*** 所给文本 ***
分类网络

"""
pytorch中数据标签默认的数据格式是LongTensor,即64位的整数
"""
import torch
from torch.autograd import Variable
import torch.nn.functional as F
import matplotlib.pyplot as plt

# 制作数据
n_data = torch.ones(100, 2)
x0 = torch.normal(2*n_data, 1)      # x0的横纵坐标
y0 = torch.zeros(100)               # x0对应的标签
x1 = torch.normal(-2*n_data, 1)     # x1的横纵坐标
y1 = torch.ones(100)                # x1对应的标签
x = torch.cat((x0, x1), 0).type(torch.FloatTensor)  # shape (200, 2) FloatTensor = 32-bit floating
y = torch.cat((y0, y1), ).type(torch.LongTensor)    # shape (200,) LongTensor = 64-bit integer

x, y = Variable(x), Variable(y)

# 以下显示出散点图
# plt.scatter(x.data.numpy()[:, 0], x.data.numpy()[:, 1], c=y.data.numpy(), s=100, lw=0, cmap='RdYlGn')
# plt.show()

class Net(torch.nn.Module):
    def __init__(self, n_feature, n_hidden, n_output):
        super(Net, self).__init__()
        self.hidden = torch.nn.Linear(n_feature, n_hidden)
        self.out = torch.nn.Linear(n_hidden, n_output)

    def forward(self, x):
        x = F.relu(self.hidden(x))
        x = self.out(x)
        return x

net = Net(n_feature=2, n_hidden=10, n_output=2)     # 定义网络
print(net)  # 打印出网络结构

optimizer = torch.optim.SGD(net.parameters(), lr=0.02)
loss_func = torch.nn.CrossEntropyLoss()  # 用于分类问题

plt.ion()   # 设置为实时打印

for t in range(100):
    out = net(x)                 # 输入x经过网络的前向传播，得到预测值，此时还不是概率
    loss = loss_func(out, y)     # 预测值在前，真实值在后

    optimizer.zero_grad()   # 清除上一次的梯度
    loss.backward()         # 反向传播，计算梯度
    optimizer.step()        # 优化梯度

    if t % 2 == 0:
        # 打印
        plt.cla()
        prediction = torch.max(F.softmax(out), 1)[1]
        pred_y = prediction.data.numpy().squeeze()
        target_y = y.data.numpy()
        plt.scatter(x.data.numpy()[:, 0], x.data.numpy()[:, 1], c=pred_y, s=100, lw=0, cmap='RdYlGn')
        accuracy = sum(pred_y == target_y)/200.
        plt.text(1.5, -4, 'Accuracy=%.2f' % accuracy, fontdict={'size': 20, 'color':  'red'})
        plt.pause(0.1)

plt.ioff()
plt.show()
*** 条目 ***
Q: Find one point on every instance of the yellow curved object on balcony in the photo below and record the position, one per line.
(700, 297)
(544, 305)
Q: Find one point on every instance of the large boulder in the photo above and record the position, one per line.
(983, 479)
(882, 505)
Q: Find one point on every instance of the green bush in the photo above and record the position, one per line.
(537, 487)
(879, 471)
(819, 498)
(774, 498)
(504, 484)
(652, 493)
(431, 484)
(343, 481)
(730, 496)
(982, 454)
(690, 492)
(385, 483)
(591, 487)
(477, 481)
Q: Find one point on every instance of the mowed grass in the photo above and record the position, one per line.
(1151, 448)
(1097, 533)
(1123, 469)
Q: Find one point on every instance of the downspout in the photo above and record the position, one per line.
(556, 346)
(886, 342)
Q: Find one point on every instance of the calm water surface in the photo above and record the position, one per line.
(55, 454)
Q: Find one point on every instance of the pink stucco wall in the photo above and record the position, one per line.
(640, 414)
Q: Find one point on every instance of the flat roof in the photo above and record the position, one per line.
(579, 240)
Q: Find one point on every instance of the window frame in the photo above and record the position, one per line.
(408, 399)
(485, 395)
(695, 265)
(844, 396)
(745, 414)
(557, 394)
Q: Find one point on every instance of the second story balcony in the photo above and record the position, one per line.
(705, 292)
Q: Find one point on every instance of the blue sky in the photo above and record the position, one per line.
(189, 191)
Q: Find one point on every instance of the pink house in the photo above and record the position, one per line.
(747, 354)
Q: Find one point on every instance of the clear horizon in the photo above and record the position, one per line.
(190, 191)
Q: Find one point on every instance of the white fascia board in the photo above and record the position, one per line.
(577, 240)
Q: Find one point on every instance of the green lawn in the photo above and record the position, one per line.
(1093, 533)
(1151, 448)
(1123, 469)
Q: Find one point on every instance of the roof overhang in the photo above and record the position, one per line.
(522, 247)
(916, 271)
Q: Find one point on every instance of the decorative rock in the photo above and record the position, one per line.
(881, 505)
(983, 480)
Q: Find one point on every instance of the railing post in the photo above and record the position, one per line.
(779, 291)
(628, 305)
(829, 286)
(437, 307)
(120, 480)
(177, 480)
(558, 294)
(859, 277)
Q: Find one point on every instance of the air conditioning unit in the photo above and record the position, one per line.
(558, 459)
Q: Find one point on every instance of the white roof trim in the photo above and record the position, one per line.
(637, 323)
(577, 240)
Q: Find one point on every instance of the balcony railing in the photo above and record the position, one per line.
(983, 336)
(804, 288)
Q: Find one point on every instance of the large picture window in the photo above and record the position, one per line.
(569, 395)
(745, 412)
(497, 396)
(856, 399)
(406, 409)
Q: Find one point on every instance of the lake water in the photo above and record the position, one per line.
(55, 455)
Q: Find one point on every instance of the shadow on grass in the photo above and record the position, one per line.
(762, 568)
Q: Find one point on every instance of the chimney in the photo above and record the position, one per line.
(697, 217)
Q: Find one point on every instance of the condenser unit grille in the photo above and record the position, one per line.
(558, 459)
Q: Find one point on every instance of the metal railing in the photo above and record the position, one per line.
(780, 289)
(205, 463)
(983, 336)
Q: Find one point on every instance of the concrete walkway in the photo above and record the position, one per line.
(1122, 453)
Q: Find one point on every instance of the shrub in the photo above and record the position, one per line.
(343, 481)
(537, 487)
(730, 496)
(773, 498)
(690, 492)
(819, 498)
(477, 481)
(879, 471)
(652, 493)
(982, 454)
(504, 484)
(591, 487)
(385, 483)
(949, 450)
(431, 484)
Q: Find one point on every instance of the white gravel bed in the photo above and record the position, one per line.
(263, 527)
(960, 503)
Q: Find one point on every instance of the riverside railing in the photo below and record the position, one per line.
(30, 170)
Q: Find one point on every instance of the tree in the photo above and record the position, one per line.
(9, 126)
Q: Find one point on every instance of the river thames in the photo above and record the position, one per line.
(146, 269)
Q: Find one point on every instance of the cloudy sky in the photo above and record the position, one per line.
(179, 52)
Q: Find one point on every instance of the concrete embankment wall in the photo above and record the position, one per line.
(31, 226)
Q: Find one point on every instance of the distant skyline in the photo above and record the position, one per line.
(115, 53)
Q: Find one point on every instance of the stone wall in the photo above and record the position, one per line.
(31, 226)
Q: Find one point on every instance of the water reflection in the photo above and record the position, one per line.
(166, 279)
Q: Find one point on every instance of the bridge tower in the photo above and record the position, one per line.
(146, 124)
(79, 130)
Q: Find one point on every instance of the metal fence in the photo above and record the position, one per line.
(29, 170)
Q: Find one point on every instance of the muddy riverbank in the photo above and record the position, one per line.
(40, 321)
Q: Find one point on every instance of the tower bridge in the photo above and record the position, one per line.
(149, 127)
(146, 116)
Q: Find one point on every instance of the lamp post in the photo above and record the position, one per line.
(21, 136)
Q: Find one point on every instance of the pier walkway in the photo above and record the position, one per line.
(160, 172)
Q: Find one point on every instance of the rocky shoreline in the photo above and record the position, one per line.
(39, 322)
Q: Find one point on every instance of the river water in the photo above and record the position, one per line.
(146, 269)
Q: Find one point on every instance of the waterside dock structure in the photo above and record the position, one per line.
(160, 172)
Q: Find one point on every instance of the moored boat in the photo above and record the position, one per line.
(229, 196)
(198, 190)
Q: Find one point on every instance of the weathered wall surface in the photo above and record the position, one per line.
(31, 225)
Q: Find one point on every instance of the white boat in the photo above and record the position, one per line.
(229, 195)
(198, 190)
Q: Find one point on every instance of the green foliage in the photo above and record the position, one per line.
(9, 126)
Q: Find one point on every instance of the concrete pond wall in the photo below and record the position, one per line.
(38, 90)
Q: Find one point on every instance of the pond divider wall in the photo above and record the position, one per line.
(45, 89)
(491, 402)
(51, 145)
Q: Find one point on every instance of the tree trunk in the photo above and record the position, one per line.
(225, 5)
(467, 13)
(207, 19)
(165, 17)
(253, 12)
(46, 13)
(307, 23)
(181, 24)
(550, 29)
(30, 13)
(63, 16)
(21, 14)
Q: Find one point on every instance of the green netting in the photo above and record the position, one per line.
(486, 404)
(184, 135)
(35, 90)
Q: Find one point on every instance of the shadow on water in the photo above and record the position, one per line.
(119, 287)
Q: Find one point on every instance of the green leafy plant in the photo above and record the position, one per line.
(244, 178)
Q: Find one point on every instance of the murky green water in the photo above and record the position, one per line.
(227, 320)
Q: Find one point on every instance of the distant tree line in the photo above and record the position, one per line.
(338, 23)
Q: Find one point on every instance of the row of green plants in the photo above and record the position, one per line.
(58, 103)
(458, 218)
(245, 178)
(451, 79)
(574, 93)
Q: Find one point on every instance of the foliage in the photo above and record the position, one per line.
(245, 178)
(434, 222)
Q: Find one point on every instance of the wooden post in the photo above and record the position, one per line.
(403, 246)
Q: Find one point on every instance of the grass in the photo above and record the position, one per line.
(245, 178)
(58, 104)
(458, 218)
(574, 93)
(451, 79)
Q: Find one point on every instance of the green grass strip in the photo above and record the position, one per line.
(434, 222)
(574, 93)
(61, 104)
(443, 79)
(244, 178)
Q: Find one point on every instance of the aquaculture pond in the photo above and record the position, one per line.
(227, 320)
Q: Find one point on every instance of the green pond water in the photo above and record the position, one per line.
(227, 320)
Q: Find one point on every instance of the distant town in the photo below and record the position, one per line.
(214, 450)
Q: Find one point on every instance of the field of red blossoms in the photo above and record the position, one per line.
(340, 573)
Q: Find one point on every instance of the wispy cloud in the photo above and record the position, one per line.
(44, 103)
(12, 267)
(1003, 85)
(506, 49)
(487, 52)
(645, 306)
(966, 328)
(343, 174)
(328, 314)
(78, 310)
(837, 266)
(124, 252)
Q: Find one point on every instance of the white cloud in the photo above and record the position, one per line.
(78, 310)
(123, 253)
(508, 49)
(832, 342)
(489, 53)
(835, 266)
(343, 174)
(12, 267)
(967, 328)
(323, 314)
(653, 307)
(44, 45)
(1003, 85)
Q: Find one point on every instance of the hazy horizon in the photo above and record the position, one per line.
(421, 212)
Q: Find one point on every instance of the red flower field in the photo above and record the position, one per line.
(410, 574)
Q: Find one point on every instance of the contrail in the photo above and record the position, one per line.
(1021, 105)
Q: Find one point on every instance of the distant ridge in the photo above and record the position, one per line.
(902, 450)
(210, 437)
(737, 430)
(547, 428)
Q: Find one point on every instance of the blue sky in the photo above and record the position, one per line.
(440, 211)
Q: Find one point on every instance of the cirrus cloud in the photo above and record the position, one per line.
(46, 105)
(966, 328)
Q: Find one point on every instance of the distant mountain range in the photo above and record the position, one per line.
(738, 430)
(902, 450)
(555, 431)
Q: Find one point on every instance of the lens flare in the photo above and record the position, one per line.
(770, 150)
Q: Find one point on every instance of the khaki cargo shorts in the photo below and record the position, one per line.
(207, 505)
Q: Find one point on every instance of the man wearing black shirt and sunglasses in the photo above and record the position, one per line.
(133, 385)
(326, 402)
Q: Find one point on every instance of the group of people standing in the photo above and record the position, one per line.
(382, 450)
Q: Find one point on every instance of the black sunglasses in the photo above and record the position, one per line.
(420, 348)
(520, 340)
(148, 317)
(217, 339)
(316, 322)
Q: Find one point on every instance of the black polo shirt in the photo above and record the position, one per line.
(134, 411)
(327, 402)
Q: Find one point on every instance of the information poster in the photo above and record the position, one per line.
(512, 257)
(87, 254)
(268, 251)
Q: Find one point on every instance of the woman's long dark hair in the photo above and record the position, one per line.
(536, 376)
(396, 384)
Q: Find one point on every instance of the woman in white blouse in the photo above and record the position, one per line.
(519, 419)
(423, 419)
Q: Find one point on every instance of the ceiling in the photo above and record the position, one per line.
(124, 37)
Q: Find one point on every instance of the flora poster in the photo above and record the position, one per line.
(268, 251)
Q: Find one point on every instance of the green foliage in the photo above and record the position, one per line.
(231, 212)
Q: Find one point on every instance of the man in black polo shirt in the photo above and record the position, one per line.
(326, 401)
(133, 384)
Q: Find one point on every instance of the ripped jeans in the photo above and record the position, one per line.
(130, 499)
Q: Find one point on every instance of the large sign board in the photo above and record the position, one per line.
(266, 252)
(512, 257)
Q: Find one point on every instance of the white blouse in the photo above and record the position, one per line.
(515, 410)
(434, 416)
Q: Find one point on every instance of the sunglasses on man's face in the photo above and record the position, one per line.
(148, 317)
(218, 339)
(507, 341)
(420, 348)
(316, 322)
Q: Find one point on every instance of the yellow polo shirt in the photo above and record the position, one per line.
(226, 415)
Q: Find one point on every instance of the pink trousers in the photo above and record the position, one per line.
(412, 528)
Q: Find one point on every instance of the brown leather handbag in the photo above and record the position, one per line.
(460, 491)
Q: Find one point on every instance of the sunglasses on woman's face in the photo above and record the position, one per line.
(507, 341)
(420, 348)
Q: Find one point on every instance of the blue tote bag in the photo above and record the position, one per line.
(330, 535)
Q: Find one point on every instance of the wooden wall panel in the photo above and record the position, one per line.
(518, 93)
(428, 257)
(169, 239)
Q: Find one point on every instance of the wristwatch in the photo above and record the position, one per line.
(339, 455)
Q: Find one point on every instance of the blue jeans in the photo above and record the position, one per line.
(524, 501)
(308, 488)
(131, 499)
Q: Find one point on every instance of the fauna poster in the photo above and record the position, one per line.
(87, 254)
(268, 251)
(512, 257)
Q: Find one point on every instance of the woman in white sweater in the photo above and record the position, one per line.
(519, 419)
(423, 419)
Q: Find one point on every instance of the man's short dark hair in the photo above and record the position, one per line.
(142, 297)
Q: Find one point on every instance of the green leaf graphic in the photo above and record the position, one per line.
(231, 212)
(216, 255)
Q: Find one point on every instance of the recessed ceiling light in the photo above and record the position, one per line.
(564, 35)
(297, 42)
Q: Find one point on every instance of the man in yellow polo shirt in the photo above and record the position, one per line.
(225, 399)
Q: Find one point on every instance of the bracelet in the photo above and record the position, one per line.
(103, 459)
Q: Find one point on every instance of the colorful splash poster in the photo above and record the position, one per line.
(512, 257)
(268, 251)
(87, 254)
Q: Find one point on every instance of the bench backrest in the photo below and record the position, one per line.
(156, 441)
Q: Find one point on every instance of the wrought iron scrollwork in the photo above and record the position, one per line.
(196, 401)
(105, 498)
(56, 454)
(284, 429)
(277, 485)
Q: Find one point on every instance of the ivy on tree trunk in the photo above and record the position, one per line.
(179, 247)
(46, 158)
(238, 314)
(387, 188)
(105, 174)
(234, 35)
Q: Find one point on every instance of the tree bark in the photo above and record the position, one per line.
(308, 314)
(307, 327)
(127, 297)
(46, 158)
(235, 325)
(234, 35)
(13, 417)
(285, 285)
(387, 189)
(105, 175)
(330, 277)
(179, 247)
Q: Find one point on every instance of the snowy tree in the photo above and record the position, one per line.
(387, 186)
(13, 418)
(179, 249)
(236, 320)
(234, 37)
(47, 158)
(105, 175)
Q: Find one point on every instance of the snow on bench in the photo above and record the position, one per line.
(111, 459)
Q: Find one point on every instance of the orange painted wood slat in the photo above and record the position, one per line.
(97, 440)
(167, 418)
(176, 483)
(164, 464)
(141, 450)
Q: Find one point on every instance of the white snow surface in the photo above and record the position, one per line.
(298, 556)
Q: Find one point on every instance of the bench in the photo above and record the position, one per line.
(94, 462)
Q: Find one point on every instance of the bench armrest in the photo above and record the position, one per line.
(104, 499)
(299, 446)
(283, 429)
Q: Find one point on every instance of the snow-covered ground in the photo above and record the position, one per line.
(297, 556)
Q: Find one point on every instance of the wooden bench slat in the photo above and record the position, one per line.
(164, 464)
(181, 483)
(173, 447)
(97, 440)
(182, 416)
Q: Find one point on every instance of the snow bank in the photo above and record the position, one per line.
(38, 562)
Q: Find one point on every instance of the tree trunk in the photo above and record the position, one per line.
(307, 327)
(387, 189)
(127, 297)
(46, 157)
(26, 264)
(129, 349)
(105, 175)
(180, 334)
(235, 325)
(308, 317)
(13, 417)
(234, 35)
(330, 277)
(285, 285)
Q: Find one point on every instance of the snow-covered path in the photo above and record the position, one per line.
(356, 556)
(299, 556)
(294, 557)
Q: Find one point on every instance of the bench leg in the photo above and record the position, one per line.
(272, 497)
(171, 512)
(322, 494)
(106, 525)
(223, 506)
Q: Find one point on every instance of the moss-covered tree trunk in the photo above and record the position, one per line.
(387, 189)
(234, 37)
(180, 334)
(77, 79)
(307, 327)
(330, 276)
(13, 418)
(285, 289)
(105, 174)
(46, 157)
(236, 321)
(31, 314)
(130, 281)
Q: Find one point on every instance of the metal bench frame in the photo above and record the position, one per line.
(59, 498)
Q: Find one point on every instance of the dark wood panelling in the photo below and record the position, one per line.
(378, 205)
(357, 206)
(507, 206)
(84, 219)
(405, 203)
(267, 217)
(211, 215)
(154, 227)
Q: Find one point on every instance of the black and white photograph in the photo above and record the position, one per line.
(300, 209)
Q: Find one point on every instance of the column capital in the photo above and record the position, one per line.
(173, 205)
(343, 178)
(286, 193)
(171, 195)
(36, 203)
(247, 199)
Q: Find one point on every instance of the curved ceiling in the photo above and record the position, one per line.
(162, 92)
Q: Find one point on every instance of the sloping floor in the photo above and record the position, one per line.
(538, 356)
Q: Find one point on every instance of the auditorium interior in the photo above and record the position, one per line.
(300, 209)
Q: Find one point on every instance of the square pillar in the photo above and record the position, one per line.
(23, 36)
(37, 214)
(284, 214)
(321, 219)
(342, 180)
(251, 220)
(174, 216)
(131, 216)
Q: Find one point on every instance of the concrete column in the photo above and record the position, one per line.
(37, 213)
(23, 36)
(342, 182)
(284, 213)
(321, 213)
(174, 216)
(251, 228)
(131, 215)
***
#### 待办任务:
A. 请返回分类网络代码中从"self.hidden = torch.nn.Linear(n_feature, n_hidden)"一直到"x = F.relu(self.hidden(x))"的全部内容，一字不改。
B. 根据分类网络代码回答下列问题：
(i) 定义网络时，n_hidden 设为多少？
(ii) SGD 优化器的学习率 lr 是多少？
(iii) 训练循环一共执行多少次？

#### 已解问题:
A.
self.hidden = torch.nn.Linear(n_feature, n_hidden)
        self.out = torch.nn.Linear(n_hidden, n_output)

    def forward(self, x):
        x = F.relu(self.hidden(x))

B.
(i) 10
(ii) 0.02
(iii) 100 次